Point localization data

[Start of section]

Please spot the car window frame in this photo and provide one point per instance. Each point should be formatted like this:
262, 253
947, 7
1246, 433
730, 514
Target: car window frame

[End of section]

Work to complete: Start to finish, restate the records above word for word.

Completed exercise:
Please spot the car window frame in this photo and provide one point per instance. Each point should be formatted like this:
262, 253
947, 7
1246, 433
730, 514
Target: car window frame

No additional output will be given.